> **Stated problem 1**
Copy the records word for word, starting with the line that contains "Could you point to the fallen" and going on through the end of the records, with the pictures left out.

## START Page extract

Notifications help connect rollout state to team workflow. Argo Rollouts notifications can send messages when rollouts complete, pause, or fail analysis. The important design point is to notify the channel that can act; broadcasting every step to a noisy room trains people to ignore release signals.

apiVersion: argoproj.io/v1alpha1
kind: Rollout
metadata:
  name: color-api
  annotations:
    notifications.argoproj.io/subscribe.on-rollout-completed.slack: delivery-events
    notifications.argoproj.io/subscribe.on-analysis-run-failed.slack: delivery-alerts
    notifications.argoproj.io/subscribe.on-rollout-step-completed.slack: release-approvals
spec:
  replicas: 5
  selector:
    matchLabels:
      app: color-api
  template:
    metadata:
      labels:
        app: color-api
    spec:
      containers:
        - name: color-api
          image: argoproj/rollouts-demo:blue
          ports:
            - containerPort: 8080
  strategy:
    canary:
      steps:
        - setWeight: 10
        - pause: {duration: 2m}
        - setWeight: 25
        - pause: {}
        - setWeight: 100

Experiments are useful when you need to run multiple versions for comparison without treating one as the immediate stable replacement. In a Rollout, an experiment step can create temporary ReplicaSets and run analysis before any live traffic reaches the canary. This is more advanced than a basic canary, so use it when you have a specific comparison to make, not as a default release ritual.

strategy:
  canary:
    steps:
      - setWeight: 0
      - experiment:
          duration: 10m
          templates:
            - name: baseline
              specRef: stable
              replicas: 2
            - name: candidate
              specRef: canary
              replicas: 2
          analyses:
            - name: smoke-check
              templateName: smoke-check
              args:
                - name: service-url
                  value: http://color-api-canary.default.svc.cluster.local
      - setWeight: 10
      - pause: {duration: 2m}
      - setWeight: 100

A release decision should end with a clear action and a clear reason. “Promoted because error rate stayed below one percent, p99 latency stayed below five hundred milliseconds, and the checkout smoke test passed” is operationally useful. “Promoted because the Rollout looked fine” is not specific enough to audit or improve later.

The highest-performing teams treat progressive delivery as a learning loop. They review failed rollouts to tune metrics, adjust thresholds, and remove noisy checks. They also review successful rollouts to confirm that analysis duration and canary weights are not needlessly slowing safe changes. Argo Rollouts provides the mechanism; the team still owns the release policy.

Worked Example: Designing a Production Rollout Policy

Imagine a payments-adjacent API that handles authorization requests. It has high traffic, strong observability, and a hard requirement that no unapproved release may exceed twenty-five percent traffic. The team also knows that the worst historical regressions showed up as increased p99 latency before outright failures.

A reasonable first design uses a small ten percent canary, two minutes of observation, automated success-rate and latency analysis, then a twenty-five percent gate with manual approval. After approval, the rollout moves to half traffic, observes again, and then promotes to full traffic only if analysis continues to pass.

## END Page extract
## START Data extract

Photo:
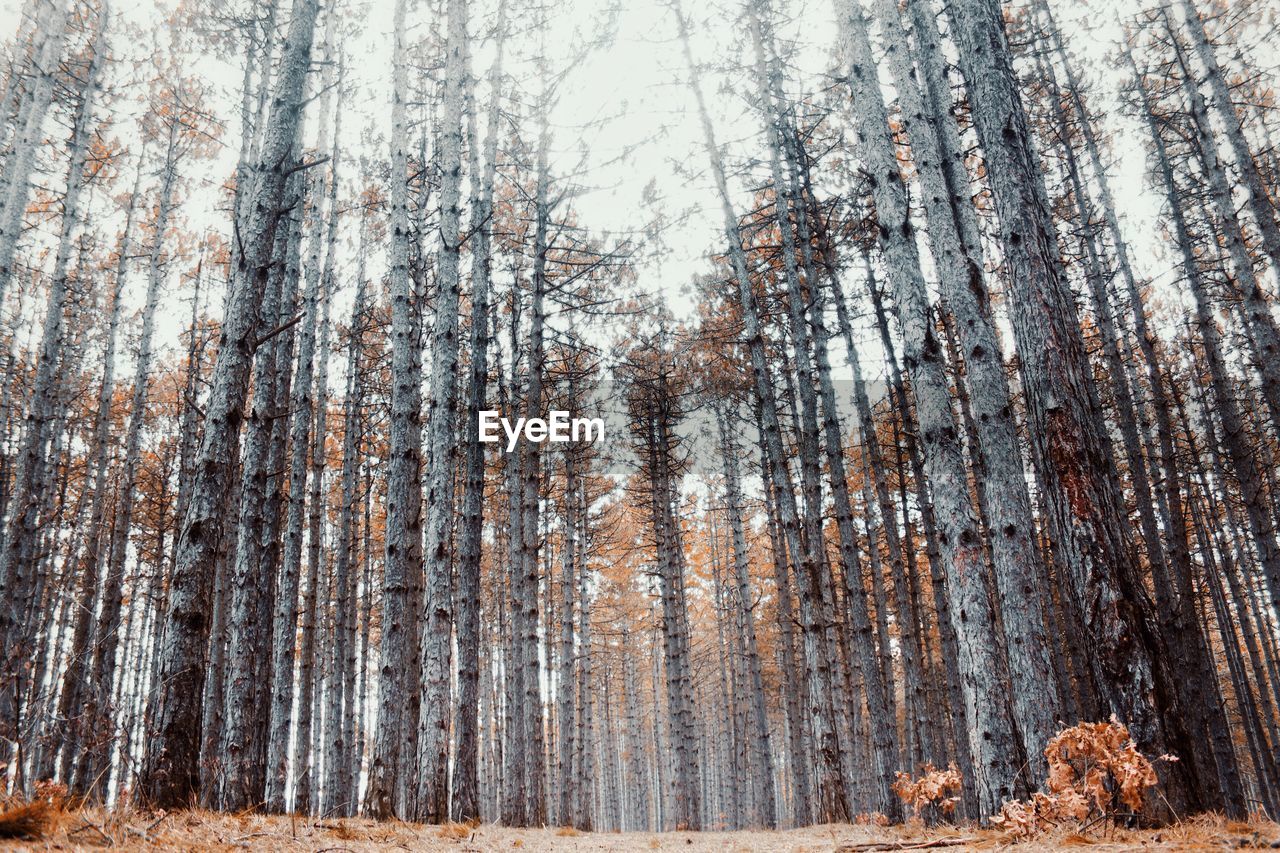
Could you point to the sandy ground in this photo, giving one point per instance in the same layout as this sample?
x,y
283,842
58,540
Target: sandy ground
x,y
96,830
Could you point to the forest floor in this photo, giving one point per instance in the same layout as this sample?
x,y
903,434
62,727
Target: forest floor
x,y
200,830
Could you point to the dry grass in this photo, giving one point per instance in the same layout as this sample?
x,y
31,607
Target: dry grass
x,y
27,821
200,830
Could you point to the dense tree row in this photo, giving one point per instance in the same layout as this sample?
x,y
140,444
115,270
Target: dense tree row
x,y
949,454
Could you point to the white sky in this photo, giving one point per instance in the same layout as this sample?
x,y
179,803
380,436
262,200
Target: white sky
x,y
625,122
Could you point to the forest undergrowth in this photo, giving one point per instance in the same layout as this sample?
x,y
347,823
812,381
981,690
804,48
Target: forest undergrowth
x,y
129,829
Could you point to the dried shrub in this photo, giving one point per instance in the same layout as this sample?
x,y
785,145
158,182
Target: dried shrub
x,y
1096,775
455,830
26,821
935,794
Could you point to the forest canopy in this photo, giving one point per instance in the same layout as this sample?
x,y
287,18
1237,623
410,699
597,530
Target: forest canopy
x,y
924,354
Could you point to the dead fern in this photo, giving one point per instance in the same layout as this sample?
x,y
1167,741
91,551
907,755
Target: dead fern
x,y
1096,776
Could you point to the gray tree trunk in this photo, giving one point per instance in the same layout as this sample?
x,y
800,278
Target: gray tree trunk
x,y
170,774
387,794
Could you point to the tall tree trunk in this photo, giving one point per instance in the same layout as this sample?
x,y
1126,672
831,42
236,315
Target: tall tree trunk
x,y
387,794
170,775
442,442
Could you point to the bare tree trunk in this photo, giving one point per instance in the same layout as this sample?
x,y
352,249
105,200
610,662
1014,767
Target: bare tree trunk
x,y
1070,450
18,551
442,443
1018,570
170,774
16,179
762,760
991,728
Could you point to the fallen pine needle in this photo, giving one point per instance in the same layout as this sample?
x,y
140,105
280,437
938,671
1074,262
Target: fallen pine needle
x,y
905,845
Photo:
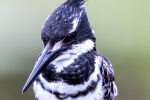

## END Data extract

> **Stated problem 2**
Carry the Argo Rollouts release text forward from the point where it stops.

> **Result 1**
Could you point to the fallen pine needle in this photo, giving one point per instance in the same layout as this sample?
x,y
140,105
280,437
938,671
1074,262
Target: fallen pine needle
x,y
905,845
Photo:

> **Result 2**
apiVersion: argoproj.io/v1alpha1
kind: Rollout
metadata:
  name: authorization-api
spec:
  replicas: 12
  selector:
    matchLabels:
      app: authorization-api
  template:
    metadata:
      labels:
        app: authorization-api
    spec:
      containers:
        - name: authorization-api
          image: example.com/platform/authorization-api:2.8.0
          ports:
            - containerPort: 8080
  strategy:
    canary:
      stableService: authorization-api-stable
      canaryService: authorization-api-canary
      analysis:
        startingStep: 1
        templates:
          - templateName: release-health
        args:
          - name: service-name
            value: authorization-api-canary
          - name: namespace
            value: payments
      steps:
        - setWeight: 10
        - pause: {duration: 2m}
        - setWeight: 25
        - pause: {}
        - setWeight: 50
        - pause: {duration: 5m}
        - setWeight: 100

The design is defensible because each step maps to a risk. Ten percent limits early blast radius. The first pause gives metrics time to observe real traffic. The empty pause enforces the approval requirement before the threshold is crossed. The fifty percent step validates that the canary still behaves under larger load, while the final promotion only happens after the higher-load observation succeeds.

This is also not the only valid answer. A lower-traffic service might need longer pauses because it takes more time to collect enough requests. A stateless internal service with excellent test coverage might use a faster path. A service with weak metrics might start with manual gates and dry-run analysis until the team trusts the signals.

Did You Know?

Argo Rollouts does not replace Argo CD: Argo CD syncs desired manifests into the cluster, while Argo Rollouts controls how a changed workload progresses after the manifest is applied.
A Rollout can use pod-ratio traffic before adding ingress or mesh routing: This makes adoption easier, but exact percentage enforcement usually requires a traffic manager.
AnalysisRuns are ordinary Kubernetes custom resources: You can inspect them with kubectl get, kubectl describe, labels, events, and logs from generated Jobs.
Blue-green promotion changes traffic by changing Service targeting: The old ReplicaSet can remain available for a short rollback window before scale-down policy removes it.

Common Mistakes

Mistake	Why It Hurts	Better Approach
Installing only the plugin and forgetting the controller	The workstation command exists, but no cluster component reconciles Rollout resources into ReplicaSets and status changes.	Verify the `argo-rollouts` Deployment is available and the CRDs exist before testing release behavior.
Treating readiness probes as release analysis	A pod can be Ready while returning bad business results, slow responses, or customer-specific failures.	Use readiness for traffic eligibility and AnalysisTemplates for release-quality decisions based on service metrics.
Jumping directly to complex Prometheus templates	Learners and teams cannot debug whether the issue is rollout logic, provider connectivity, query shape, or threshold design.	Start with steps and pauses, then add a simple job analysis, then add one Prometheus metric at a time.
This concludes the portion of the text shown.